## DATASET ROWS
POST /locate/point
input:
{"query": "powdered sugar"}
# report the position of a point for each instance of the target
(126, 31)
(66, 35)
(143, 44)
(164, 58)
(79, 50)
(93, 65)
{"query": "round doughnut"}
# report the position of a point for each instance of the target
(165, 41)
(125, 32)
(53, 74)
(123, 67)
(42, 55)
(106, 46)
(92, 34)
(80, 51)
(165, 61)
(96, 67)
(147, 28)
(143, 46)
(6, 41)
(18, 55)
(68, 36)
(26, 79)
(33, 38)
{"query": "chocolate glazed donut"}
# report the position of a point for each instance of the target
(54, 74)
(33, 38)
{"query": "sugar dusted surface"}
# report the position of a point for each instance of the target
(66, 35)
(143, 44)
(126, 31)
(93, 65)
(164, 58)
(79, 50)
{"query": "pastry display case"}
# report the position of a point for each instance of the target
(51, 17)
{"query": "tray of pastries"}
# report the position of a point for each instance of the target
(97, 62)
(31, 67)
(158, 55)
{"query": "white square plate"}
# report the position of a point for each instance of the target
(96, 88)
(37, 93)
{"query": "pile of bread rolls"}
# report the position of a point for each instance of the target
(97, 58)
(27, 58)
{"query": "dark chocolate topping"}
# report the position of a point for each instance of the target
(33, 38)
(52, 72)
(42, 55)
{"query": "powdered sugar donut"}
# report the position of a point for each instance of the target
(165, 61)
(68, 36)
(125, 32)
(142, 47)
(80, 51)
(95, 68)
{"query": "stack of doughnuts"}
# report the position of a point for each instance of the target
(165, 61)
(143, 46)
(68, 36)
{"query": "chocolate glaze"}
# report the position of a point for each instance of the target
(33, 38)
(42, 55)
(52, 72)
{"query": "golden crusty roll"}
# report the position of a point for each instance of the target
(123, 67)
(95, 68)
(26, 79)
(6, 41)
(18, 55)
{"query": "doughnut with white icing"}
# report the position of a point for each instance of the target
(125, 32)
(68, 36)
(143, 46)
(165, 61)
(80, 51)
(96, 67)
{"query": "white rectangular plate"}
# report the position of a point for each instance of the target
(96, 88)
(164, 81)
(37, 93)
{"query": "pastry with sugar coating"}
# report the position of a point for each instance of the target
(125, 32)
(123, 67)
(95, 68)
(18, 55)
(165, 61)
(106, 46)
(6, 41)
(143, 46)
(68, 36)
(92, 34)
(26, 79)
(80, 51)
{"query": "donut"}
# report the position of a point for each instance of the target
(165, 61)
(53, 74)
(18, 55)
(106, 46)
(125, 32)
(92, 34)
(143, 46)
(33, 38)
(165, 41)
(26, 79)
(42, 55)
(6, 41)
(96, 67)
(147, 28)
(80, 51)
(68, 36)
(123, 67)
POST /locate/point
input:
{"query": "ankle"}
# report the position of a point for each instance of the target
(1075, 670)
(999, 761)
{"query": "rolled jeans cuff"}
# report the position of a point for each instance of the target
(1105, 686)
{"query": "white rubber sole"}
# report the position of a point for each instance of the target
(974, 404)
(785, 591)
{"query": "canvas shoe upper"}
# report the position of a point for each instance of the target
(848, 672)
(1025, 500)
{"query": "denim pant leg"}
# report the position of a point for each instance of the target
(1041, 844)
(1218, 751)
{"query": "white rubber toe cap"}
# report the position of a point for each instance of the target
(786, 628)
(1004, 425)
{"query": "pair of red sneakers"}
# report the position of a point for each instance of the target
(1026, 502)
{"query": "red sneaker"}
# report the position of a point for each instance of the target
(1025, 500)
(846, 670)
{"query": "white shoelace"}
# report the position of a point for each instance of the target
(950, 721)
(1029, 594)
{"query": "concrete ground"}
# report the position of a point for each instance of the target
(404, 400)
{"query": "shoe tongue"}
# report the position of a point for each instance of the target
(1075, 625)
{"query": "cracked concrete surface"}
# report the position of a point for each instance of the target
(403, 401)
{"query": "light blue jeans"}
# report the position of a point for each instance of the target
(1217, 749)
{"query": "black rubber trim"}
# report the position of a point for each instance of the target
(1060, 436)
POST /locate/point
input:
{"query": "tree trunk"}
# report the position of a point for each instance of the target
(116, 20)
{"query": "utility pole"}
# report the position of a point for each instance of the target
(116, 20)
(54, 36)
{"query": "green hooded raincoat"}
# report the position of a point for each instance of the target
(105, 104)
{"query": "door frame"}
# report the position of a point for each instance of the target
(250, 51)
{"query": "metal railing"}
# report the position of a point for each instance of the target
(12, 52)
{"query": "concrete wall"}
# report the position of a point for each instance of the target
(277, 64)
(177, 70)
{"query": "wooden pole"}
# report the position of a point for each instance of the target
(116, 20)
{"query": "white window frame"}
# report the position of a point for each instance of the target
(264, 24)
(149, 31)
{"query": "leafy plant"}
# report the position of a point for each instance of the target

## TASK DETAILS
Report each line in the items above that contains the string "frame".

## TASK OUTPUT
{"query": "door frame"}
{"query": "white window frame"}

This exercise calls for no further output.